Task details: No pictures should appear in the copy; otherwise retype the entries exactly.

(Dataset excerpts Opens)

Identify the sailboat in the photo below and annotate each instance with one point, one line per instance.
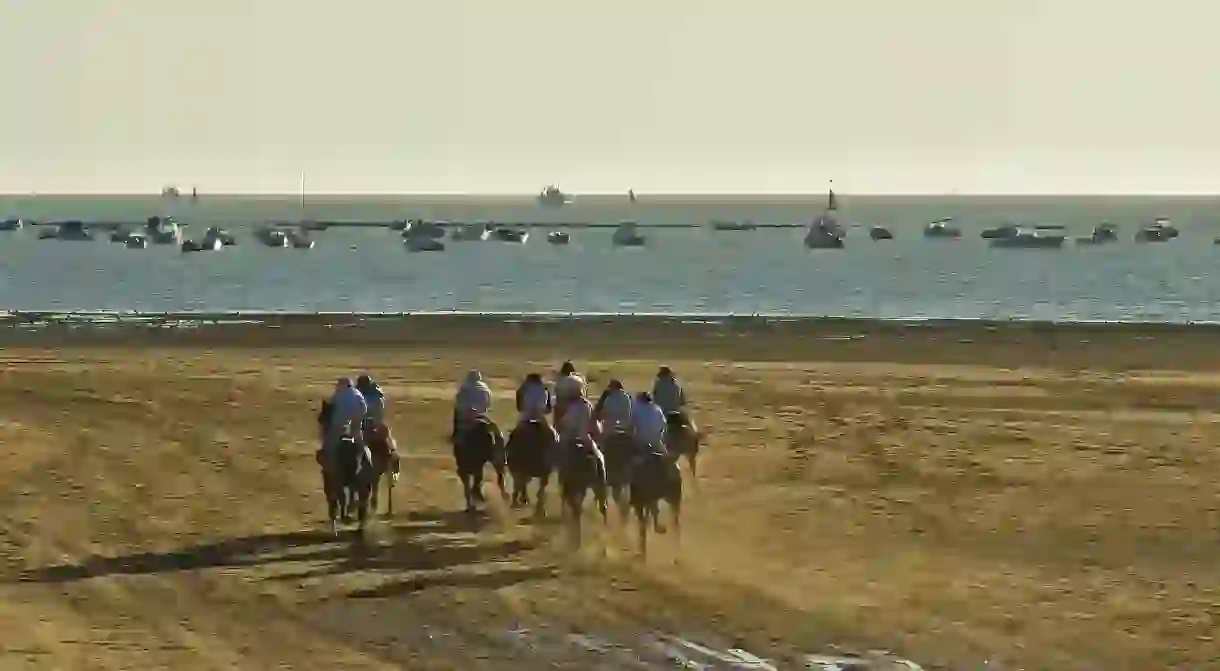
(825, 231)
(300, 237)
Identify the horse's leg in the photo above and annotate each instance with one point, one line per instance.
(465, 492)
(541, 506)
(642, 523)
(389, 495)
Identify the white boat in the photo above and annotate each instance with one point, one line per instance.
(272, 237)
(511, 234)
(421, 243)
(627, 236)
(942, 228)
(552, 197)
(472, 232)
(825, 232)
(162, 231)
(300, 238)
(1040, 237)
(73, 231)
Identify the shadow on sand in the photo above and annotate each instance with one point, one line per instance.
(303, 545)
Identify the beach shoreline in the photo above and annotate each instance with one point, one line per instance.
(1049, 344)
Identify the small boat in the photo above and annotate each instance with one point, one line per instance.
(422, 243)
(511, 234)
(942, 229)
(1103, 233)
(1003, 231)
(212, 244)
(225, 237)
(423, 228)
(272, 237)
(472, 232)
(552, 197)
(1159, 231)
(162, 231)
(300, 239)
(1040, 237)
(72, 231)
(825, 233)
(627, 236)
(748, 225)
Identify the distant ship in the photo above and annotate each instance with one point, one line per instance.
(552, 197)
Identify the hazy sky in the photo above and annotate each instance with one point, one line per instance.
(658, 95)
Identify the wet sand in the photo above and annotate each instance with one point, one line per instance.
(1035, 495)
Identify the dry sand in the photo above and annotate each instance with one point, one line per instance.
(1037, 497)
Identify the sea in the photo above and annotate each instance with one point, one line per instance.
(686, 267)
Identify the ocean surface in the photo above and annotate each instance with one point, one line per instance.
(681, 271)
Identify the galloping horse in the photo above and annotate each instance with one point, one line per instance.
(348, 481)
(655, 477)
(581, 472)
(683, 439)
(619, 448)
(531, 452)
(386, 462)
(477, 445)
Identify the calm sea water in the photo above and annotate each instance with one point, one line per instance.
(683, 270)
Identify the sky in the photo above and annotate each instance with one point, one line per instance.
(655, 95)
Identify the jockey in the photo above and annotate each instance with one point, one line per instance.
(473, 399)
(648, 423)
(569, 384)
(667, 393)
(348, 409)
(373, 398)
(578, 425)
(614, 406)
(534, 401)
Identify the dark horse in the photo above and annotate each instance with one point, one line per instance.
(683, 439)
(348, 481)
(531, 452)
(386, 462)
(477, 445)
(581, 472)
(655, 477)
(619, 448)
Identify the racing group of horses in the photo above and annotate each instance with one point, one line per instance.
(636, 480)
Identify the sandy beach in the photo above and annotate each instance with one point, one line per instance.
(1036, 495)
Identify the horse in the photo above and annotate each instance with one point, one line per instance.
(386, 462)
(682, 438)
(477, 445)
(348, 481)
(580, 472)
(655, 477)
(619, 448)
(531, 453)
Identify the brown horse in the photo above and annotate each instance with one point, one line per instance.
(655, 477)
(348, 481)
(619, 448)
(683, 439)
(530, 454)
(386, 462)
(581, 472)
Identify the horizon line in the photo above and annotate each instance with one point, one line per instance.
(603, 195)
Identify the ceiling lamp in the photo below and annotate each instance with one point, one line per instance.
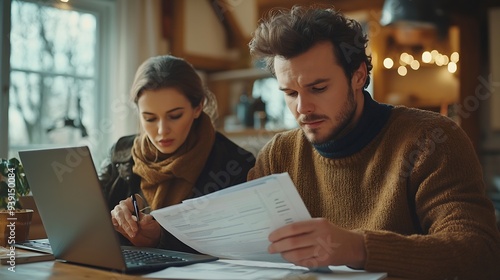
(414, 14)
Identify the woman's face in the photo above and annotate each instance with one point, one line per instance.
(166, 116)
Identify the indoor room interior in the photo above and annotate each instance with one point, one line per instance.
(442, 56)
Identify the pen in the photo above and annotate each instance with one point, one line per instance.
(136, 207)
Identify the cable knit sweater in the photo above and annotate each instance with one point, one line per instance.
(416, 190)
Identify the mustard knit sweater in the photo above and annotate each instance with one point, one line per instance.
(416, 190)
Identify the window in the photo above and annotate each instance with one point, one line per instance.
(57, 72)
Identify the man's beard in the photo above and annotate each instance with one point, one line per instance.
(344, 118)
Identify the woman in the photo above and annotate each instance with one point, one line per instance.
(177, 156)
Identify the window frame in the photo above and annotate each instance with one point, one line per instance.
(105, 13)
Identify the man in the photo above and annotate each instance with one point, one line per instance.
(390, 189)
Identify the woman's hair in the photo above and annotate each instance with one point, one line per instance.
(168, 71)
(289, 33)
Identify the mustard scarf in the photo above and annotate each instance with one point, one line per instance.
(168, 179)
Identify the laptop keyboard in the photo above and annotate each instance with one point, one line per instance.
(133, 257)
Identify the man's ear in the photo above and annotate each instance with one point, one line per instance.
(359, 77)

(Dataset excerpts Closes)

Written reply:
Identify the sailboat in the photo below and annotate each instance with one point, one line per instance.
(825, 231)
(300, 237)
Identify the horse's leg in the photo above and annotate each instance with one point, one line per instance.
(465, 492)
(541, 506)
(642, 523)
(389, 495)
Identify the white boat in the photo above and annotate each instance with one point, one line per instance.
(272, 237)
(511, 234)
(421, 243)
(627, 236)
(942, 228)
(552, 197)
(472, 232)
(825, 232)
(162, 231)
(300, 238)
(1040, 237)
(73, 231)
Identify the shadow on sand in the photo above and annotate each instance with one point, one line per instance.
(303, 545)
Identify the beach shoreline in the photo above and annotate each instance with one point, one line per instance.
(1049, 344)
Identify the small boat in the photo above and annotate each instance with one point, one line per instance.
(422, 243)
(511, 234)
(942, 229)
(1103, 233)
(1003, 231)
(212, 244)
(225, 237)
(423, 228)
(272, 237)
(472, 232)
(552, 197)
(1159, 231)
(162, 231)
(300, 239)
(1040, 237)
(72, 231)
(825, 233)
(627, 236)
(748, 225)
Identify the distant ship in the photo above and annotate each instance with one point, one line per instance.
(552, 197)
Identify the hazy sky in the photo above and annotate each instance with one point, one line per instance.
(658, 95)
Identify the wet sand in the photo above and annotate each instance with one point, one line per instance.
(1035, 495)
Identify the dry sand in the photo above and annotate each instance with one point, one line per instance.
(1037, 497)
Identify the sea in the photo above and annotate each instance with one point, one line per instance.
(686, 267)
Identify the ocean surface in the photo above and annotate each instance with one point, one line per instance.
(681, 271)
Identify the galloping horse in the photo above and annotate each instance with one point, one line per instance.
(348, 481)
(655, 477)
(581, 472)
(683, 439)
(619, 448)
(531, 452)
(386, 462)
(477, 445)
Identify the calm sea water in the photo above and annotate each instance with one point, one line per instance.
(683, 270)
Identify the sky in the photo above and annotate each instance with one point, one line per instance.
(655, 95)
Identify the jockey in the photo above and annotate each instance with one point, one line per instance.
(473, 399)
(648, 423)
(569, 384)
(667, 393)
(348, 409)
(373, 398)
(578, 425)
(614, 406)
(534, 401)
Identify the dark horse in the photo above and annotate each instance with one point, one line per instance.
(683, 439)
(348, 481)
(531, 452)
(386, 462)
(477, 445)
(581, 472)
(655, 477)
(619, 448)
Identify the racing group of horses in the photo above and annotate each instance with one point, one line per instance.
(636, 480)
Identify the sandy beach in the photo above and annotate each instance with one point, one line per instance.
(1036, 495)
Identify the horse in the photo above and annotate each instance with one point, one line per instance.
(386, 462)
(682, 438)
(477, 445)
(348, 481)
(580, 472)
(655, 477)
(619, 448)
(531, 453)
Identify the brown horse in the photo above and annotate each instance with one point, one line per instance.
(655, 477)
(348, 481)
(619, 448)
(683, 439)
(530, 454)
(386, 462)
(581, 472)
Identify the horizon line in the photo above and annotate each instance with one point, one line per instance.
(603, 195)
Identify the ceiling lamp in the photo below and annotate each instance with one point, one line per instance.
(414, 14)
Identify the woman's face in the photo above and annotate each instance with one point, one line per instance.
(166, 116)
Identify the indoor room interior in the photo above and annotate each instance with one point, one line per instance.
(442, 56)
Identify the pen in the photo above and annotate each instance with one point, one line per instance.
(136, 207)
Identify the cable knit sweater in the photo above and annotate each instance with one point, one line per instance.
(416, 190)
Identify the mustard knit sweater in the photo above and annotate each instance with one point, one line per instance.
(416, 190)
Identify the window in the photo above and annotate each instance with one point, one line per instance.
(57, 72)
Identify the man's beard in the photo above and annotate each instance with one point, one line per instance.
(344, 118)
Identify the woman in the photo above and annotate each instance with one point, one line per instance.
(177, 156)
Identify the window frame in the photo above and annotate each instance with one point, one line per instance.
(105, 13)
Identify the man in the photo above and annotate each instance with one point, one line per instance.
(390, 189)
Identify the woman's hair in the photo above and annotate each instance with one point, one line per instance.
(168, 71)
(289, 33)
Identify the mustard scarf in the photo above and annotate each instance with one point, one line per instance.
(168, 179)
Identify the laptop keyboard in the photo above and annotate each instance with one point, one line per instance.
(133, 257)
Identify the man's ear in the photo above and annotate each instance with one point, one line per instance.
(359, 77)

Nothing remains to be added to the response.